Written request 1:
Answer these questions about the pgpool post:
(a) What does the writer consider the most desired behavior once num_init_children connections have been exhausted?
(b) What does pgpool currently appear to do with arbitrarily large numbers of connections?
(c) What happens to client connections over the num_init_children limit?
Written request 2: Retype the part of the pgpool post starting with "[Pgpool-general] pcp_child: pcp_read()" and going on through "useful error messages.", leaving every word and mark unchanged.

Excerpt to read:
[Pgpool-general] pcp_child: pcp_read() failed. reason: Success

Tue Nov 10 15:47:47 UTC 2009

In general I think the most desired behavior would be to have pgpool refuse
additional connections once num_init_children connections have been
exhausted. Right now it appears that pgpool accepts arbitrarily large
numbers of connections and queues those connections for later processing
(once resources become available). The net effect of this is that
connections over the num_init_children limit appear to be black-holed
causing client connections to hang.  Having pgpool refuse connections over
num_init_children outright would create a much more sane situation that is
much easier to minitor with existing tools and which helps postgres specific
applications throw useful error messages.

Provided records:
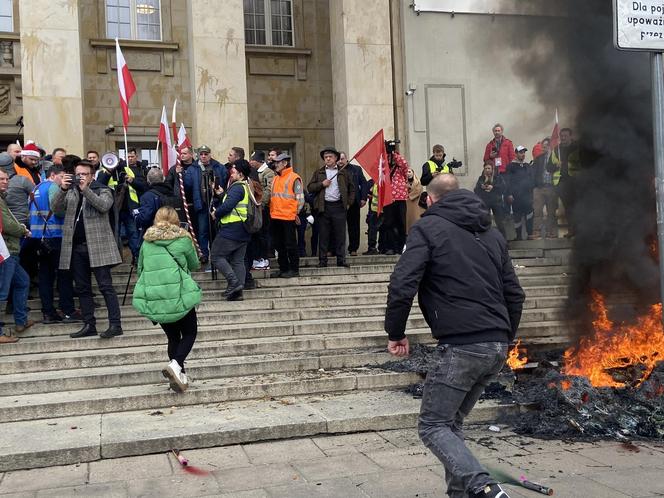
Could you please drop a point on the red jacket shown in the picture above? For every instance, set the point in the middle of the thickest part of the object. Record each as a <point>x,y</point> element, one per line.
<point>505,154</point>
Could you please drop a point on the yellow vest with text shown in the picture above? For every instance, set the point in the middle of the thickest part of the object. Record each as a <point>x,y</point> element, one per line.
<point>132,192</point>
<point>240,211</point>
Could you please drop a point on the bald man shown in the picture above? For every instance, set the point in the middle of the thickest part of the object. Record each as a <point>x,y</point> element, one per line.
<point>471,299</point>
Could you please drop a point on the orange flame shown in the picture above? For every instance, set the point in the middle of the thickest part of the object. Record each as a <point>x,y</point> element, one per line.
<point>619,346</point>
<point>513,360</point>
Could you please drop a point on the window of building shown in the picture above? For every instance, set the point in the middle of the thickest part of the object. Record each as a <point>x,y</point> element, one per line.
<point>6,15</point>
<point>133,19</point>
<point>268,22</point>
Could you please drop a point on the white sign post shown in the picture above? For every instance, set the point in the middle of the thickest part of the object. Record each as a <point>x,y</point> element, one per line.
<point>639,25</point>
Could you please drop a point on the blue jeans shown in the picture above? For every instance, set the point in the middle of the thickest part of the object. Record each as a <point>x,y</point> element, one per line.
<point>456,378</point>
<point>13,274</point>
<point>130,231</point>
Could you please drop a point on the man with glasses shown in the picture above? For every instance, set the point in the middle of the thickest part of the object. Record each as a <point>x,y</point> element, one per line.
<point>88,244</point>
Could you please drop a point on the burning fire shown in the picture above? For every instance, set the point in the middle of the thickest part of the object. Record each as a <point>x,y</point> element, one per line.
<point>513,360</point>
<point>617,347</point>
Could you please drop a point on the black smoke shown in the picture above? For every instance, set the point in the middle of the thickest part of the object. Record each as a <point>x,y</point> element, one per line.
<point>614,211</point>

Task output 1:
(a) Pgpool should refuse additional connections.
(b) It accepts them and queues them for later processing, once resources become available.
(c) They appear to be black-holed, which causes client connections to hang.

Task output 2:
[Pgpool-general] pcp_child: pcp_read() failed. reason: Success

Tue Nov 10 15:47:47 UTC 2009

In general I think the most desired behavior would be to have pgpool refuse
additional connections once num_init_children connections have been
exhausted. Right now it appears that pgpool accepts arbitrarily large
numbers of connections and queues those connections for later processing
(once resources become available). The net effect of this is that
connections over the num_init_children limit appear to be black-holed
causing client connections to hang.  Having pgpool refuse connections over
num_init_children outright would create a much more sane situation that is
much easier to minitor with existing tools and which helps postgres specific
applications throw useful error messages.